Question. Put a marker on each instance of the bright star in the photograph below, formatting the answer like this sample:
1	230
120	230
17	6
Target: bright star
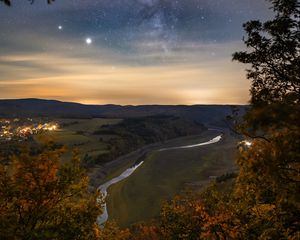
■ ■ ■ ■ ■
Your task =
Extract every line of text from the items above and reproduce each one verbatim, leaving out the pictures.

Worked answer =
Question. Put a marker on each instance of the bright star in the photograph below, formatting the answer like this sample:
1	230
120	230
17	6
Target: bright star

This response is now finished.